- [Material for this task]
########
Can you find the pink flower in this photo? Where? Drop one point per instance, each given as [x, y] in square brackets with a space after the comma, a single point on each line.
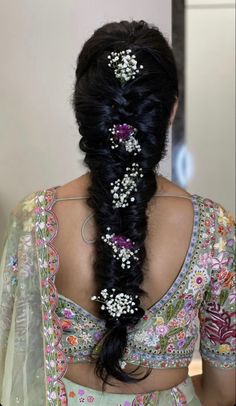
[162, 329]
[220, 261]
[68, 313]
[204, 260]
[170, 348]
[217, 324]
[232, 297]
[90, 399]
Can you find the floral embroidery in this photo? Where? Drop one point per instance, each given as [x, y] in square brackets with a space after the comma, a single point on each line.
[198, 279]
[165, 337]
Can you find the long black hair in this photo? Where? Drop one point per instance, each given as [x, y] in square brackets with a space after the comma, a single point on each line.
[145, 102]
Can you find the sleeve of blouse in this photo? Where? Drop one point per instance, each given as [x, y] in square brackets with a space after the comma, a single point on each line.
[217, 312]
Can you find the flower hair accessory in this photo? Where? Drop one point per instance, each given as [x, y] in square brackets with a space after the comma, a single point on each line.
[122, 188]
[123, 248]
[124, 133]
[124, 64]
[116, 304]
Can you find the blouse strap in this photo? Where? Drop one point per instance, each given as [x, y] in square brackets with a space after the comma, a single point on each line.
[86, 197]
[92, 214]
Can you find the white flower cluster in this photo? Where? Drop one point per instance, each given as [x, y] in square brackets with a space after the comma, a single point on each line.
[122, 248]
[122, 188]
[131, 143]
[124, 64]
[116, 303]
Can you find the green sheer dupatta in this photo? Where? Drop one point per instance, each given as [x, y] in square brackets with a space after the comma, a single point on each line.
[31, 360]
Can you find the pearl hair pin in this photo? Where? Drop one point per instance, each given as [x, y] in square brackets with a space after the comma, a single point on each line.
[116, 304]
[122, 188]
[124, 64]
[124, 134]
[123, 248]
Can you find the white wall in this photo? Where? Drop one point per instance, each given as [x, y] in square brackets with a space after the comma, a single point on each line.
[39, 42]
[210, 98]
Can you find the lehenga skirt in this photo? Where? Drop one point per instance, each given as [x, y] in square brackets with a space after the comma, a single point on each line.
########
- [Description of the task]
Give back each line above verbatim, dropping every picture.

- [Written answer]
Can you find the pink flower in this photo? Where? Drop one point per instance, each given as [x, y] in square brackets with a space after the comma, a single point on each line.
[162, 329]
[220, 261]
[68, 313]
[204, 260]
[170, 348]
[217, 324]
[232, 297]
[90, 399]
Can you find the floral embroidery in this photo? Where? Drop one point per instance, each given as [x, y] in square brackets with a space after the comma, a single point on each line.
[198, 279]
[165, 337]
Can you find the long black hair in this photo? Where? Drop one point per instance, each given as [x, y] in square brackets with a space after the comma, a single point on each line.
[145, 102]
Can you find the sleeve of blouse in this photo? Where? Drop one point per instance, each given as [x, y] in square brackets with a space after the comma, a single point on each line.
[217, 312]
Can you find the flower hair accessory in this photo? Where? Drop one point per instance, each given as [x, y] in square brackets with a space after the comma, a single point on each line.
[122, 188]
[123, 248]
[124, 133]
[124, 64]
[116, 304]
Can you find the blouse strap in this photo? Where? Drop one point per instance, each given as [x, y] in square brackets with a space after the comma, a single point on each line.
[86, 197]
[92, 214]
Can you find the white flower cluster in this photo? Where? Drop one point per instance, each given as [x, y] in square brackets with a space after the comma, a single point on each line.
[122, 248]
[122, 188]
[131, 143]
[124, 64]
[116, 303]
Can you find the green sheer dupatta in this photo? Where? Drop one point per instance, each given as [x, y] in square brackets with a space after the comma, a single point on each line.
[31, 360]
Can you find the pearl hair pin in this photo? Where? Drop one point per instance, each given as [x, y] in square brackets with a space after the comma, a single point on each line.
[116, 304]
[122, 188]
[124, 64]
[124, 134]
[123, 248]
Can you find the white wall in this photo? Where? Drop one point per instance, each given as [x, y] in square brackets with a space after the comma, a single point on each line.
[39, 42]
[210, 98]
Can you find the lehenga skirt in this photo? Where? Drop one point per instance, each given as [x, y] in square brackets with a space after the comma, a single point on each line.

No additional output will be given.